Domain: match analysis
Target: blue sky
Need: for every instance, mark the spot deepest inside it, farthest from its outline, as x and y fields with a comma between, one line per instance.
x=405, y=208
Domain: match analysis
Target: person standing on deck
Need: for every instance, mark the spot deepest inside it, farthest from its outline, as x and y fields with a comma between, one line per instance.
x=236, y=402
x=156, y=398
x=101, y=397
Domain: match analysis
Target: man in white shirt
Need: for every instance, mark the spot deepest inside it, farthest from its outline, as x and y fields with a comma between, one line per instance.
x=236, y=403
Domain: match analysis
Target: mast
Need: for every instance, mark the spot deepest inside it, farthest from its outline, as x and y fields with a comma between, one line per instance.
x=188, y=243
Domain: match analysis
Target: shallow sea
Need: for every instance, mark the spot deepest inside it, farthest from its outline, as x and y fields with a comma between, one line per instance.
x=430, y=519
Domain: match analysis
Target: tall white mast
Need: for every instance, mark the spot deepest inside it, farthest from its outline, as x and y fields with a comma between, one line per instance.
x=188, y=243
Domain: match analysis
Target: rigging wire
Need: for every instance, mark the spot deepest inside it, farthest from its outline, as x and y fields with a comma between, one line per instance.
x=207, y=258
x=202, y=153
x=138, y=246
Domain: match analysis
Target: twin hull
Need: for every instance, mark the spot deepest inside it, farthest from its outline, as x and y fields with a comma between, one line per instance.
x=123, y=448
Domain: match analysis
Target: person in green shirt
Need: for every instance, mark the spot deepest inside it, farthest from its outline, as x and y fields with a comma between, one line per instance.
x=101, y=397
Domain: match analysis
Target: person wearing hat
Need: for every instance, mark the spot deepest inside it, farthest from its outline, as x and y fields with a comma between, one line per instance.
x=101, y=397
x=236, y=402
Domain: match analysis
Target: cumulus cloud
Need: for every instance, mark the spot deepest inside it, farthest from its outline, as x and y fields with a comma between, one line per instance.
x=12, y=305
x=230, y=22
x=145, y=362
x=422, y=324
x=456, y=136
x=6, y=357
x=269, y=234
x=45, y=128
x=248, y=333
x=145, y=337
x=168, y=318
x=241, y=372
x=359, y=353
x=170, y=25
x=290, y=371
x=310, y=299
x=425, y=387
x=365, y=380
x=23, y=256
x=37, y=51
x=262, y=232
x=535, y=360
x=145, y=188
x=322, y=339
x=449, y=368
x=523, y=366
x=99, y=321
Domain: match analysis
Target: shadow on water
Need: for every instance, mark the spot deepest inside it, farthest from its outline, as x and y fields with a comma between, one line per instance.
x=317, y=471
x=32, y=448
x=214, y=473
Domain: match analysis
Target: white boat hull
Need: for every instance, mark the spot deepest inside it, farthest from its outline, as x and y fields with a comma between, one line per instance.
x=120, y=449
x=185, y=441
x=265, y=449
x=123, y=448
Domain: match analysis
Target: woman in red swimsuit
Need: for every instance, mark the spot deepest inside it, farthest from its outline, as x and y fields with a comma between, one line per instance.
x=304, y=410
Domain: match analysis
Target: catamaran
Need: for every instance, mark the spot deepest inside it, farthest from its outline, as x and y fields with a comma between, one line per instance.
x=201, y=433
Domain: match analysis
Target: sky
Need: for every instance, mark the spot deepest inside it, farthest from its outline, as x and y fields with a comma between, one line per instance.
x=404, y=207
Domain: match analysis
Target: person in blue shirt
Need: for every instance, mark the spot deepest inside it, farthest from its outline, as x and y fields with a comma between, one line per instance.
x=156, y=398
*****
▸ **Action item**: Your reply should consist of a single number, the count of lines in the records above that contain the string "blue".

▸ **Output for this exercise**: 2